## [Written task]
Convert the entries below into a two-column CSV with the header instruction,coordinates. Write one row per entry, with its text in the first field and its answer in the second. Enclose every field in double quotes and replace each line break with a space.

Start Material provided

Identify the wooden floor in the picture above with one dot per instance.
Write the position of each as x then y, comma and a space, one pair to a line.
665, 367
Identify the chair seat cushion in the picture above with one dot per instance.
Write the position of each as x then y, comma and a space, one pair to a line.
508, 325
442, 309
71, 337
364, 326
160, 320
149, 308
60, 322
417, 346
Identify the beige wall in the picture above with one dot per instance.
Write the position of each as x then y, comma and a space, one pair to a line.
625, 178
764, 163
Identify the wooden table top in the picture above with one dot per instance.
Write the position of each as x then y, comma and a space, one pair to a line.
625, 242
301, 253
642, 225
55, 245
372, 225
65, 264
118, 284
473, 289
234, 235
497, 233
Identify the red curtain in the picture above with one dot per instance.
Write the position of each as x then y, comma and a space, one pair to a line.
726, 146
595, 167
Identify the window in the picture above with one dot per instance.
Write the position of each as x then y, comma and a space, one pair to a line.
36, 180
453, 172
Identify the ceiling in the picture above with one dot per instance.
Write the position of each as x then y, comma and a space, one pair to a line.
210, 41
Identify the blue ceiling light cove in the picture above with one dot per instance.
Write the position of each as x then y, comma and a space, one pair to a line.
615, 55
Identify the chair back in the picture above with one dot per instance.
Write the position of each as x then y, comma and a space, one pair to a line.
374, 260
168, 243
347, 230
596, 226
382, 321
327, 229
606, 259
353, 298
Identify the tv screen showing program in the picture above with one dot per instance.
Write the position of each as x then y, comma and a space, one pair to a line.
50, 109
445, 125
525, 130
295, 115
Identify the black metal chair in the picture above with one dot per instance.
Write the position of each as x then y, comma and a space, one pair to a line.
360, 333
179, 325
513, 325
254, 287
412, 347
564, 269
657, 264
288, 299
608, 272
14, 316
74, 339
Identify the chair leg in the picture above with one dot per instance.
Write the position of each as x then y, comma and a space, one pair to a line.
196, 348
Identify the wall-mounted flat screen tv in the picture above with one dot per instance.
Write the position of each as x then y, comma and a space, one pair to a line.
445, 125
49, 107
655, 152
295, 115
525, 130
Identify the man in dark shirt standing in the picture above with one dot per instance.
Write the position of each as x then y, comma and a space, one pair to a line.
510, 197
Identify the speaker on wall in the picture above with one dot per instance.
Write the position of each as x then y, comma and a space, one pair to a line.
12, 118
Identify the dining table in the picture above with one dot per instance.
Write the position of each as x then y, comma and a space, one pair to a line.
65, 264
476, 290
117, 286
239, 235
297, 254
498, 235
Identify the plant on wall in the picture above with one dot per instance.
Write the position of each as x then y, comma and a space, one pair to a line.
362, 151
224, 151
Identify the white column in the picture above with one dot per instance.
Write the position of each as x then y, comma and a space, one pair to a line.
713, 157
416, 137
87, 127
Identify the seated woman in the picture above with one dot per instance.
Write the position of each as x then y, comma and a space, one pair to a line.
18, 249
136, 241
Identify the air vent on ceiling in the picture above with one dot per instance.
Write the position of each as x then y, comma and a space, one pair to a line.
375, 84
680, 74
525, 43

End Material provided

## [Task result]
instruction,coordinates
"Identify the wooden floor in the picture above with one dot per instance. Write the position of each as x then y, comma and a space, one pair to a line.","665, 367"
"Identify the chair seat cushion in the picture above with one dot per instance. Write the position of each as x then y, comma and a space, one pair to a line.","508, 325 442, 309 71, 337 364, 326 160, 320 149, 308 60, 322 417, 346"
"Identify the beige wall in the picture above with one dot per instance. Write the position of each as x then y, comma and a space, one pair to a line.","625, 178 764, 163"
"Identify the wooden table top in the picture above with one dot per instance. Write the position of each as x then y, comma and a space, one pair to a line.","625, 242 301, 253 642, 225 55, 245 372, 225 65, 264 118, 284 473, 289 234, 235 497, 233"
"Identify the red curtain in the picture above with one dot per instance. Write the position of each as x then y, comma and a space, one pair to a line.","726, 146 595, 167"
"Identify the window in the picture above with one dot per instance. Write the position of each as x then y, comma and a space, one pair to a line.","36, 180 453, 172"
"Identify the ceiling in the picture above with one dot per instance. Write the position of each as x then y, comma and a space, one pair to a line.","210, 41"
"Identify the blue ceiling light cove in the picture above with one dot per instance. Write the position of each as x then y, comma and a space, one pair to a line.","615, 55"
"Identify the chair back in the picture above with one dot per instance. Write the position of each as x then y, comma and a space, one pair to a line.","374, 260 168, 243 347, 230 596, 226 382, 321 327, 229 606, 259 353, 298"
"Identify the tv screen showing program in the picture above with one dot per instance. Write the position of each as x then y, comma and a space, one pair to a line.","50, 109 445, 125 525, 130 295, 115"
"Identify the black metal chair in the picture above with one dot per instance. Write the position of each as x then y, comma and a space, one pair to a line.","360, 333 179, 325 513, 325 254, 287 412, 347 564, 269 657, 264 288, 299 608, 272 14, 316 74, 339"
"Identify the chair leg in the picture above with one dot per instance. Write the position of each as x then y, comma and a space, one pair to a line.","196, 348"
"Identify the wall-mounted flat screen tv in the picture above with one dot per instance. Write the position of each as x then y, comma and a space, one pair to a line.","445, 125 49, 107 655, 152 295, 115 525, 130"
"Identify the man in dark shirt standing in the picture above with one dot per instance. Write the position of each as x then y, comma and a space, one pair to a line.","510, 197"
"Identify the speaker on wall in the picture above with one dot per instance. Write the position of each as x then y, comma and a space, one pair to a line.","12, 118"
"Identify the dining table in the picture above with one dot per instance. Write the position of each as x then y, comma and a space, one pair to a line.","65, 264 476, 290 117, 286 239, 235 297, 254 498, 235"
"Identify the plant on wall in the picture above with one dot per instance. Write the position of each as x then y, comma and a space, one pair to a line.","362, 151 224, 151"
"Identify the white column in the picture above with one dot per instance. Write the position of each as x then y, comma and a space, one pair to a line.","713, 157 416, 137 87, 127"
"Identify the seated woman in the picture above with one dot per instance. Write the position of each as x then y, comma and a space, one pair to a line.","18, 249 136, 241"
"Identify the air vent on ceiling in the picture above with one dot per instance. Write the position of each as x then y, comma and a space, one pair to a line.","375, 84 680, 74 525, 43"